■ Consigne ■
D'après le texte sur la transition énergétique, répondez brièvement aux questions suivantes.
1. Quel objectif stratégique les perspectives à l'horizon 2017-2020 se donnent-elles ?
2. Selon un rapport récent de la CIA, à quoi le réchauffement climatique est-il jugé pire ?
3. D'après les spécialistes, combien de fois la planète actuelle faudrait-il si la Chine et l'Inde avaient le niveau de vie et le modèle de consommation actuels de l'Europe et des USA ?

■ Texte présenté ■
Sixièmement, les perspectives, horizon 2017-2020 ont pour objectif stratégique de renforcer l’efficacité énergétique grâce à une transition énergétique maîtrisée, avec d’importantes résolutions lors de la rencontre de la COP21 à Paris sur le réchauffement climatique notamment dans le bâtiment et le transport. Le réchauffement climatique selon un rapport récent de la CIA est une menace pour l’humanité, pire que le terrorisme, expliquant la position officielle actuelle du président américain et ce dès 2030 qui implique une économie d’énergie d’environ 20% horizon 2020 et 30% horizon 2030. Les tendances sont à un nouveau modèle de consommation énergétique car si la Chine et l’Inde avaient le niveau de vie et le même modèle de consommation actuel que l’Europe et les USA, il faudrait selon les spécialistes trois à quatre fois la planète actuelle, l’avenir de l’humanité. (Voir mon intervention au Sénat français à l’invitation de mon ami Jean ¨Pierre Chevènement -décembre 2014 sur la transition énergétique). Aussi une nouvelle division et spécialisation internationale avec la concentration de l’industrie manufacturière en Asie (Chine/ Inde approchant 3 milliard d’habitants) nécessitera un nouveau modèle de consommation énergétique, reposant sur un bouquet énergétique dont les énergies fossiles classiques.

■ Données fournies ■
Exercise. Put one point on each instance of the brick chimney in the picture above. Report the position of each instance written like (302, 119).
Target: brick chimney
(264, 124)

■ Corrigé ■
1. Renforcer l'efficacité énergétique grâce à une transition énergétique maîtrisée.
2. Au terrorisme.
3. Trois à quatre fois.